Report every line in the items below that includes the word "cascading", copying each line in full.
++++ Entries supplied ++++
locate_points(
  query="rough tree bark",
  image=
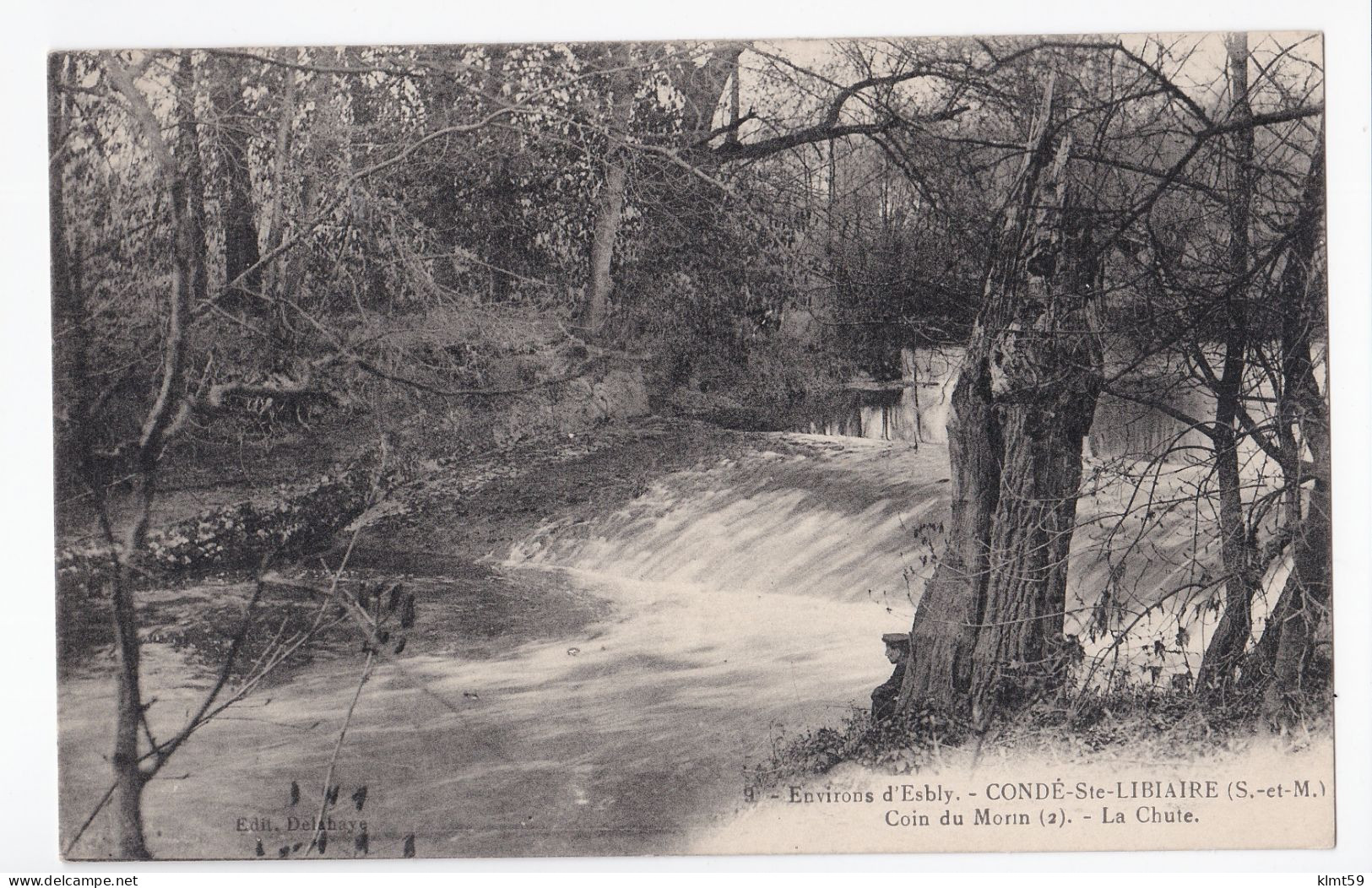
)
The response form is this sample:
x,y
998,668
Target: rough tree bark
x,y
241,232
1283,655
987,635
1231,635
610,206
188,153
129,776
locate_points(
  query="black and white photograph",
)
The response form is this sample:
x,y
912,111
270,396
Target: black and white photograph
x,y
865,445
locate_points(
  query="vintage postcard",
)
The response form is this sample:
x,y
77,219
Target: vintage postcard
x,y
891,445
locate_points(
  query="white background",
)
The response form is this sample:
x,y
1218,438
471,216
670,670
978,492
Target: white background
x,y
28,723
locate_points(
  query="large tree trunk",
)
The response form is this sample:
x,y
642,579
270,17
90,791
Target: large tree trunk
x,y
1283,657
610,213
988,631
1235,627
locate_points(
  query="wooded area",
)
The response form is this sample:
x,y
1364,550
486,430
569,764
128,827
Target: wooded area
x,y
441,250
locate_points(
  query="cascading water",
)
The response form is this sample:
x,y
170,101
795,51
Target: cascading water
x,y
730,603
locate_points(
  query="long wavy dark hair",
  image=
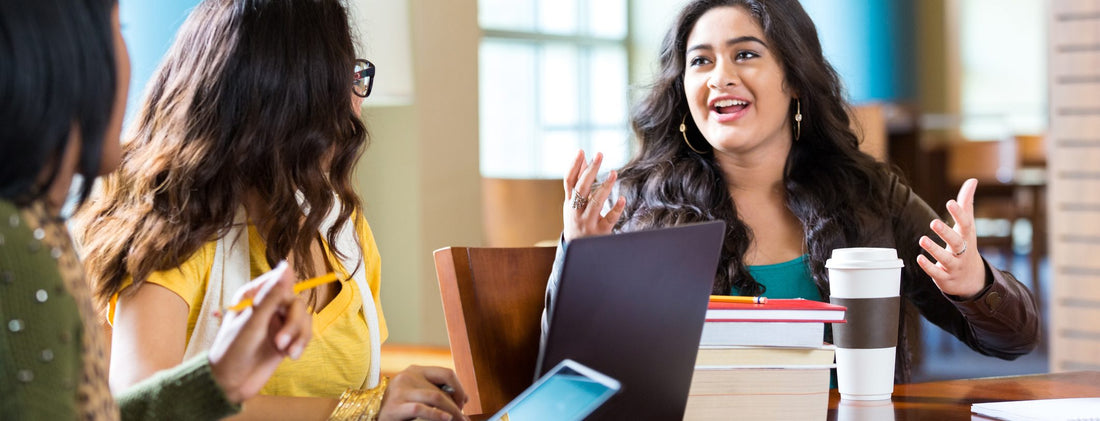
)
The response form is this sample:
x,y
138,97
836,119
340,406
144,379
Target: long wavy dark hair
x,y
253,98
831,185
57,74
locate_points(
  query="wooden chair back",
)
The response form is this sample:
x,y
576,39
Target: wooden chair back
x,y
493,300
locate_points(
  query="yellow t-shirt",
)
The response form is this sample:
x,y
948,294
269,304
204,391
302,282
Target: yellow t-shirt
x,y
337,357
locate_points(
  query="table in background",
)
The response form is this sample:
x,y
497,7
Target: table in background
x,y
950,399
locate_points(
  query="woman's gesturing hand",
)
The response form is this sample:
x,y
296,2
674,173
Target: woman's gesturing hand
x,y
581,212
958,269
251,343
418,392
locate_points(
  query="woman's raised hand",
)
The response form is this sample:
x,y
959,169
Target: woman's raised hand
x,y
959,269
581,212
251,343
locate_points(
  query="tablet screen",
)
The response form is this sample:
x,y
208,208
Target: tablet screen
x,y
570,391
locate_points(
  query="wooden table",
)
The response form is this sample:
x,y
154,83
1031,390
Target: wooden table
x,y
952,399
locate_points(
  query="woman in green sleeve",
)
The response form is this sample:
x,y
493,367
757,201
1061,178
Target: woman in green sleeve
x,y
63,73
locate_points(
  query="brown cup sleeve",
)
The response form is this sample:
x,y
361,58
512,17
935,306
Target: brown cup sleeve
x,y
870,323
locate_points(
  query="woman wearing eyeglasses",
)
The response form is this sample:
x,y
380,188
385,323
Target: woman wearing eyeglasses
x,y
241,156
64,73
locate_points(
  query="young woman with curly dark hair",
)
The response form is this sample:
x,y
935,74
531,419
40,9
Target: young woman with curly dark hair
x,y
747,123
241,156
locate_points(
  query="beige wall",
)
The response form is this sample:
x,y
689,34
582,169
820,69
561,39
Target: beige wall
x,y
419,178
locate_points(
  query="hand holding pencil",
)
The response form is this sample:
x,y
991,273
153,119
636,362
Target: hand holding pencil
x,y
251,343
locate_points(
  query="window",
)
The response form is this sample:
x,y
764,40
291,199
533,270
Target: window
x,y
1003,57
552,79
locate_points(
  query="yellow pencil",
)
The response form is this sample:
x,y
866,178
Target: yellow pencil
x,y
311,283
748,300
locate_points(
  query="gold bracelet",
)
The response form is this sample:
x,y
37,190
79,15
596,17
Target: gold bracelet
x,y
374,405
359,405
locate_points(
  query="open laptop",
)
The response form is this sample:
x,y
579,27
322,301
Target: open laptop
x,y
631,306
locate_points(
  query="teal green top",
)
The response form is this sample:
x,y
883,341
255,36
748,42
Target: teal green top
x,y
788,279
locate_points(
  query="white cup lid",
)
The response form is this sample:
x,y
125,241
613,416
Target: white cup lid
x,y
864,258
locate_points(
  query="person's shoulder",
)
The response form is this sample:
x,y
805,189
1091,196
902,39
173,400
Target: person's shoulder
x,y
189,275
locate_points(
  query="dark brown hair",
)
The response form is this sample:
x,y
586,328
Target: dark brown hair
x,y
829,183
57,71
253,98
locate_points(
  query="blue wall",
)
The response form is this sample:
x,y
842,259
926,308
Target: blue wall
x,y
871,44
149,28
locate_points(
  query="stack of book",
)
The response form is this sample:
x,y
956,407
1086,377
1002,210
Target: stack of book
x,y
762,362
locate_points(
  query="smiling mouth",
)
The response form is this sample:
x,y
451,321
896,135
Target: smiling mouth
x,y
729,106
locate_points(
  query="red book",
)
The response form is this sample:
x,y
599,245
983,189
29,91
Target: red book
x,y
776,310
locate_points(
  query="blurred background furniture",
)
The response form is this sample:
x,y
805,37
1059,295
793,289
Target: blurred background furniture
x,y
521,212
493,300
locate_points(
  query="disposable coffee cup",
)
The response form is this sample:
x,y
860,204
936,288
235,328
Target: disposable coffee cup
x,y
868,283
865,410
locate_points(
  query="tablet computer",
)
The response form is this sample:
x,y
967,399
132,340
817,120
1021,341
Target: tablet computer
x,y
568,391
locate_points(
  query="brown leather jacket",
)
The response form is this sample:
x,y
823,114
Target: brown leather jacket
x,y
1001,321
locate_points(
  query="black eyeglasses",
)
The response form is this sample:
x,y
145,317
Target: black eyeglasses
x,y
364,78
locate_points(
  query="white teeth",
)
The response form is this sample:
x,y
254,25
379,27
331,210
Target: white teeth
x,y
730,102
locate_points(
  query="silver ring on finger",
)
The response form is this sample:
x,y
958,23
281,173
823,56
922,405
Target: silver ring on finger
x,y
579,201
959,253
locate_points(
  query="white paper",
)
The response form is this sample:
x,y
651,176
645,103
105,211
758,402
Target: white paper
x,y
1078,409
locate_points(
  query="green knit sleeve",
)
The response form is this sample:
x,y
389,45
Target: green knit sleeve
x,y
187,391
40,329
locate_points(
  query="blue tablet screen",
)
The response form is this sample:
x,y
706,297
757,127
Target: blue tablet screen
x,y
562,396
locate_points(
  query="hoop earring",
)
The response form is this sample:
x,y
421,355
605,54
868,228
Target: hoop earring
x,y
798,119
683,132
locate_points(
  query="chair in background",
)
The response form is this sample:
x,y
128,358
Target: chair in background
x,y
493,302
996,205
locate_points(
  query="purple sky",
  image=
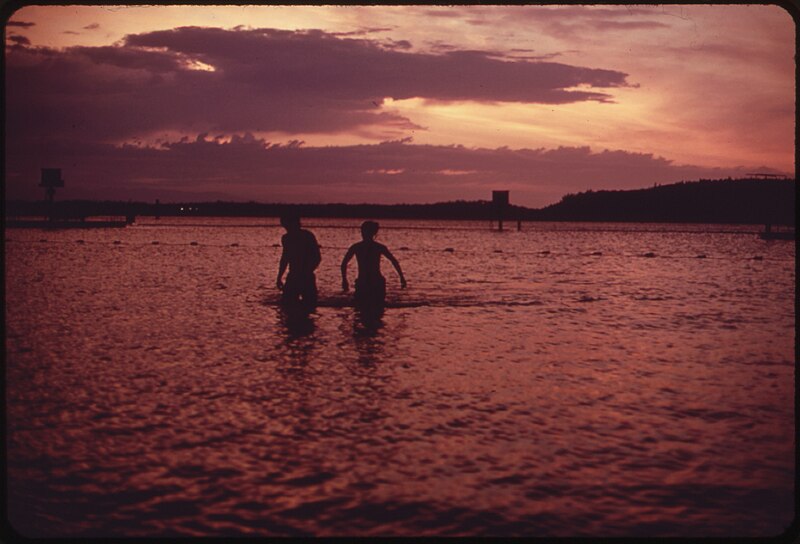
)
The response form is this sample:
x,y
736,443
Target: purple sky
x,y
361,114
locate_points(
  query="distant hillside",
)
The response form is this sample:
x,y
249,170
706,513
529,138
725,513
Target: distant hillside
x,y
748,201
706,201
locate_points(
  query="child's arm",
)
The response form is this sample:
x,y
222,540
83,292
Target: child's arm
x,y
282,266
345,261
396,265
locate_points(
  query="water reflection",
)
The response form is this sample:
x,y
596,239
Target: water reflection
x,y
295,324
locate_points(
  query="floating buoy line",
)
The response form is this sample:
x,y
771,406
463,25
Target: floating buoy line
x,y
448,250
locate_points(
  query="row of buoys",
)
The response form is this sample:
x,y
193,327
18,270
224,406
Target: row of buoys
x,y
649,254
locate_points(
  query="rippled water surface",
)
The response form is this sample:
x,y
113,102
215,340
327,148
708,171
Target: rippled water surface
x,y
567,380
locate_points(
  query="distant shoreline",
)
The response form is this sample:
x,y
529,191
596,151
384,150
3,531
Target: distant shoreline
x,y
742,201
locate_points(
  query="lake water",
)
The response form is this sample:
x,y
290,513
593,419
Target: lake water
x,y
564,380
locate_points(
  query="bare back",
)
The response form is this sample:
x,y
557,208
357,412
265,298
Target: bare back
x,y
368,255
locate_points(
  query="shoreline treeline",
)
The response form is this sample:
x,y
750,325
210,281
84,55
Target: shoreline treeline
x,y
743,201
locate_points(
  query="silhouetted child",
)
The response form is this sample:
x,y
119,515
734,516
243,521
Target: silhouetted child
x,y
301,254
370,284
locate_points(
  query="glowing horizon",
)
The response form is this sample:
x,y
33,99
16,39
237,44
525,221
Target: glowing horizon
x,y
403,103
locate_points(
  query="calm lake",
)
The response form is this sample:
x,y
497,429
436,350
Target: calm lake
x,y
563,380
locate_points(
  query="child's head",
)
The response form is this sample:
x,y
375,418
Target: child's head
x,y
369,229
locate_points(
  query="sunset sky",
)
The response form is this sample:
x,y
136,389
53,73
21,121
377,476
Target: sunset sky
x,y
393,104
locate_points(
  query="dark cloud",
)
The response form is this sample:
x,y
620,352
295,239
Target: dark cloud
x,y
263,80
248,168
19,40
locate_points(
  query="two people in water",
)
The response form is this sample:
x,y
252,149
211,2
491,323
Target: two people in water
x,y
302,256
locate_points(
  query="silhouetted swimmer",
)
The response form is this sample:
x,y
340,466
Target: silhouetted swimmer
x,y
370,284
301,255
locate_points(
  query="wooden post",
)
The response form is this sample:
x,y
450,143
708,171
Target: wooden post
x,y
500,201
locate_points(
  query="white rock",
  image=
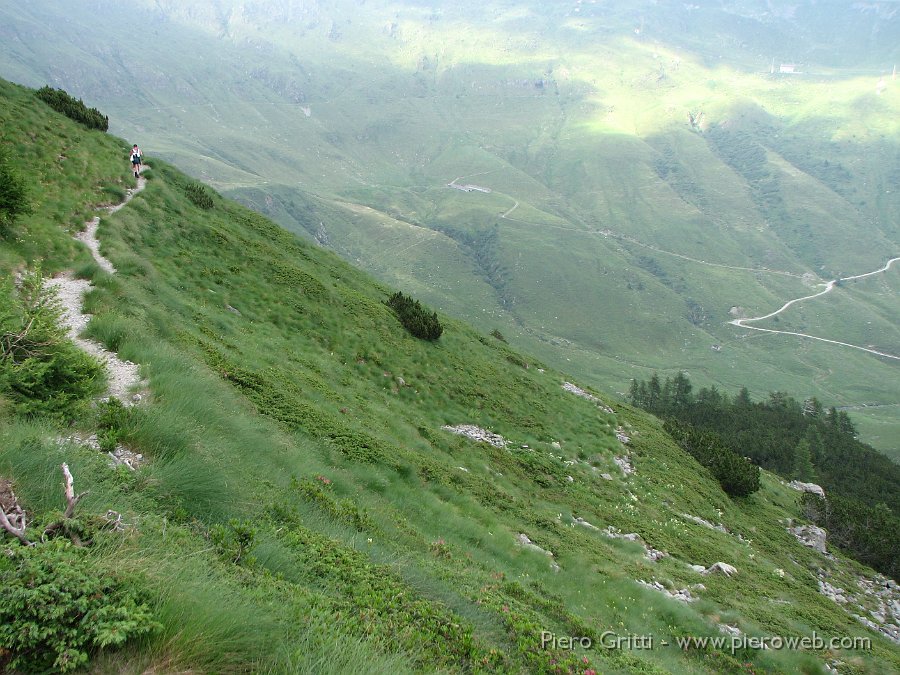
++++
**Solution**
  query="cascading water",
Target: cascading water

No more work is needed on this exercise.